(Collection entries)
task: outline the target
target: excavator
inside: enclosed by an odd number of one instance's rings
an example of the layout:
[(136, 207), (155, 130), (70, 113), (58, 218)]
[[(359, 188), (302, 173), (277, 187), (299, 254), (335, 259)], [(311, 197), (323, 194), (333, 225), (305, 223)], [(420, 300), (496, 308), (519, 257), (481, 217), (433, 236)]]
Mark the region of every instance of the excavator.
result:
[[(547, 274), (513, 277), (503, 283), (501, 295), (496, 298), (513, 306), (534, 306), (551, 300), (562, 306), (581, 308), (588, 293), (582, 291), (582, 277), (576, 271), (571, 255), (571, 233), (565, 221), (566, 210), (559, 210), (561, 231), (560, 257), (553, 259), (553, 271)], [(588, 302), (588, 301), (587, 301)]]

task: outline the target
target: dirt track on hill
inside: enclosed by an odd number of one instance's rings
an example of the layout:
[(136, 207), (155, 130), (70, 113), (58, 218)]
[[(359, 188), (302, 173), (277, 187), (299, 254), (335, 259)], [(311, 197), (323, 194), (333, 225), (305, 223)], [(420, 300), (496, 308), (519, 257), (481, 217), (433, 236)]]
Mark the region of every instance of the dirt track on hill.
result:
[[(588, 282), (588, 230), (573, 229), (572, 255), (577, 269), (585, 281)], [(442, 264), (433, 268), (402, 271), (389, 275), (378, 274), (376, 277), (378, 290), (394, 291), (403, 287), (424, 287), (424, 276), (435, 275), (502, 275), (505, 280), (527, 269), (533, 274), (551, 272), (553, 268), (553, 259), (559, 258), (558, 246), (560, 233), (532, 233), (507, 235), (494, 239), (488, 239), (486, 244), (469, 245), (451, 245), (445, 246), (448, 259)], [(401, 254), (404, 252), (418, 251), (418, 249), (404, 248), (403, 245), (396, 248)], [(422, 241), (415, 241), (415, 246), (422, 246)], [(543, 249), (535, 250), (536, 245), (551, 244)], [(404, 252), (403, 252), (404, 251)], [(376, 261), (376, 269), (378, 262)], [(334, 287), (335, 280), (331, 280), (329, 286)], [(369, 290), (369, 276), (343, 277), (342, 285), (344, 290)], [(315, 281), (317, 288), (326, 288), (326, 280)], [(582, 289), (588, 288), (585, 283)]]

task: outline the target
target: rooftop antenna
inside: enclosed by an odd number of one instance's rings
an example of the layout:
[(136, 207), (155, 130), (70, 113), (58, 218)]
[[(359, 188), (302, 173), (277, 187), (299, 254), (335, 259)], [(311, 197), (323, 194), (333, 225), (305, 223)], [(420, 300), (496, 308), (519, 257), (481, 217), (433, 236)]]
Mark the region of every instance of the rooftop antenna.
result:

• _OBJECTIVE_
Arrange each line of the material above as a Markdown table with the columns Row and Line. Number the rows in order and leave out the blank lines.

• _PROBLEM SOLUTION_
| Row | Line |
|---|---|
| 1 | task: outline the target |
| 2 | target: excavator |
| 3 | inside: enclosed by an odd number of one instance's rings |
| 4 | an example of the layout: |
| 5 | [(136, 207), (155, 130), (70, 113), (58, 218)] |
| 6 | [[(359, 188), (302, 173), (277, 187), (299, 254), (335, 259)], [(311, 197), (323, 194), (333, 225), (305, 223)], [(420, 300), (496, 308), (519, 257), (481, 217), (433, 236)]] |
| 7 | Mark the region of every instance of the excavator. |
| 8 | result: |
| 9 | [[(547, 274), (513, 277), (503, 283), (501, 295), (496, 298), (513, 306), (534, 306), (551, 300), (562, 306), (581, 308), (588, 293), (582, 291), (582, 277), (576, 271), (571, 255), (571, 233), (565, 221), (566, 210), (559, 210), (561, 231), (560, 257), (553, 259), (553, 271)], [(588, 302), (588, 301), (587, 301)]] |
| 10 | task: outline the target |
| 11 | target: dirt track on hill |
| 12 | inside: enclosed by an odd number of one instance's rings |
| 13 | an example of the layout: |
| 14 | [(136, 207), (155, 130), (70, 113), (58, 218)] |
| 15 | [[(359, 188), (302, 173), (277, 187), (299, 254), (335, 259)], [(311, 197), (323, 194), (333, 225), (305, 223)], [(420, 300), (496, 308), (519, 257), (481, 217), (433, 236)]] |
| 16 | Mark the region of every instance of the dirt track on hill. |
| 17 | result: |
| 18 | [[(588, 282), (588, 230), (573, 229), (572, 255), (577, 269), (585, 281)], [(442, 264), (433, 268), (402, 271), (389, 275), (378, 274), (376, 277), (378, 290), (394, 291), (403, 287), (424, 287), (424, 276), (435, 275), (502, 275), (505, 280), (527, 269), (533, 274), (551, 272), (553, 268), (553, 259), (559, 258), (558, 246), (560, 233), (532, 233), (507, 235), (494, 239), (488, 239), (486, 244), (469, 245), (451, 245), (445, 246), (448, 259)], [(401, 254), (404, 252), (418, 251), (418, 249), (404, 248), (403, 245), (396, 248)], [(422, 241), (415, 241), (415, 246), (422, 246)], [(543, 249), (535, 250), (536, 245), (551, 244)], [(404, 252), (403, 252), (404, 251)], [(376, 261), (376, 269), (378, 262)], [(334, 287), (335, 280), (331, 280), (329, 286)], [(369, 290), (369, 276), (343, 277), (342, 285), (344, 290)], [(315, 281), (317, 288), (326, 288), (326, 280)], [(582, 289), (588, 288), (585, 283)]] |
| 19 | task: outline the target |
| 20 | target: rooftop antenna |
| 21 | inside: enclosed by an odd number of one instance's rings |
| 22 | an example of the layout: |
| 23 | [(136, 207), (155, 130), (70, 113), (58, 218)] |
| 24 | [[(359, 188), (302, 173), (277, 187), (299, 254), (335, 259)], [(311, 197), (323, 194), (333, 225), (305, 223)], [(420, 300), (496, 308), (519, 257), (481, 217), (433, 236)]] |
| 25 | Mark the region of every instance of the rooftop antenna. |
| 26 | result: |